====== Document extract

Final Project

Monday, December 20, 2010


Sexual Innuendo and Homoeroticism
Lindsay Brown
English 263
Final Paper


Throughout this semester, many of the vampire novels that we have analyzed have had a certain thing in common.  Simply, the vampire needed to drink the blood of a living being to survive.  This can be seen as just that, something needed to live; a necessity.  However, if you were to look deeper into it, it can be seen as a sexual act.  The exchange of fluids goes both ways.  The blood of the living person flows in to the vampire, making him stronger and able to live.  Also, the vampire’s fluid flowing back into the living being’s body; and if left, making that being into a vampire.  The fact that this exchange of fluids can also be seen as reproduction (making more of them) it is easy to see how sucking blood, or any fluid transfers in general can be sexual.
One book that we read where the sexual nature of blood sucking was apparent was Dracula by Bram Stoker. One character that is worth looking at in this book is Lucy.  Lucy starts off as an innocent girl, though somewhat naïve. She’s outgoing, and fits into the traditional role of Victorian women.  She doesn’t work and is seemingly obsessed with finding a man to marry (and she is rather successful at this, having three proposals in one day).  This changes, however, later in the book.
Mina notices that Lucy has left her bed in the middle of the night, and becomes fearful of where she could be.  Mina finally spots Lucy in the churchyard, and also mentions that there seemed to be something dark standing behind her.
“The coming of the cloud was too quick for me to see much, for shadow shut down on the light almost immediately; but it seemed to me as though something dark stood behind the seat where the white figure shone, and bent over it.  What it was, whether man or beast, I could not tell.” (Page 88) 
This is actually the first encounter that Lucy and Mina have with Dracula in the book.  It’s important to note that Mina notices this dark figure (that we perceive to be Dracula) because later she notices puncture wounds on Lucy’s neck.  These puncture wounds mark the first time that Dracula has actually draw blood from Lucy.  If we bring in the idea of the exchange of fluids being sexual, it can be seen as the first time that Lucy and Dracula have engaged in sexual acts together.

============
====== Provided material

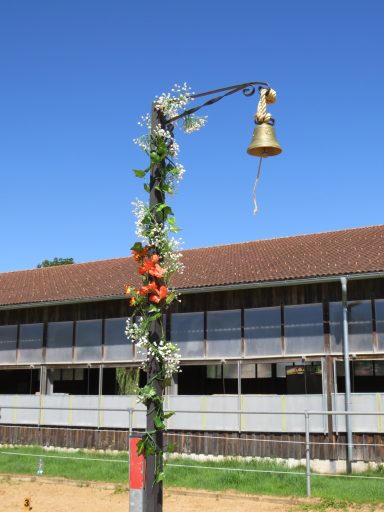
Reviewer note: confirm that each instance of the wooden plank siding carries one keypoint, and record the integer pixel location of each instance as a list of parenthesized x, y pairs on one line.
[(207, 301), (245, 444)]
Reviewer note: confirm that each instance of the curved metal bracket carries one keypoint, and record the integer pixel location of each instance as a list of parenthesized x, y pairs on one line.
[(248, 89)]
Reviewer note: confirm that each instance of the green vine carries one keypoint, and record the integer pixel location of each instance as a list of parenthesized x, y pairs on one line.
[(158, 258)]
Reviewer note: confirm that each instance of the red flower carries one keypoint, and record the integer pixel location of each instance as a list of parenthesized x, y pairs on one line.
[(159, 294), (151, 267), (139, 255), (149, 288)]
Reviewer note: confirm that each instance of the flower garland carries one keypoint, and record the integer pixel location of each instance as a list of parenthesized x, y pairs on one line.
[(158, 257)]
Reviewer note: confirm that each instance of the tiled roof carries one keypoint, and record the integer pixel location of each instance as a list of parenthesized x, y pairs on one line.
[(343, 252)]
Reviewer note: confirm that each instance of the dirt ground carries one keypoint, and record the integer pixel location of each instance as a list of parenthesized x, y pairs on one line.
[(48, 495)]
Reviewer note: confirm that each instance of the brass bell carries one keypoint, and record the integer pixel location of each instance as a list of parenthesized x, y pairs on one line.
[(264, 142)]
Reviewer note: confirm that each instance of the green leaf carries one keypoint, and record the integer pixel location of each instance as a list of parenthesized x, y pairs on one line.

============

◆ Requirement 1: Duplicate the part of the paper on Dracula between "Monday, December 20, 2010" and "can be sexual.", inclusive.
◆ Requirement 2:
Answer these questions using the paper on Dracula.
(a) For which course was the paper written?
(b) How many proposals does Lucy receive in one day?
(c) Where does Mina finally spot Lucy?

◆ Worked answer 1:
Monday, December 20, 2010


Sexual Innuendo and Homoeroticism
Lindsay Brown
English 263
Final Paper


Throughout this semester, many of the vampire novels that we have analyzed have had a certain thing in common.  Simply, the vampire needed to drink the blood of a living being to survive.  This can be seen as just that, something needed to live; a necessity.  However, if you were to look deeper into it, it can be seen as a sexual act.  The exchange of fluids goes both ways.  The blood of the living person flows in to the vampire, making him stronger and able to live.  Also, the vampire’s fluid flowing back into the living being’s body; and if left, making that being into a vampire.  The fact that this exchange of fluids can also be seen as reproduction (making more of them) it is easy to see how sucking blood, or any fluid transfers in general can be sexual.

◆ Worked answer 2:
(a) English 263
(b) Three
(c) In the churchyard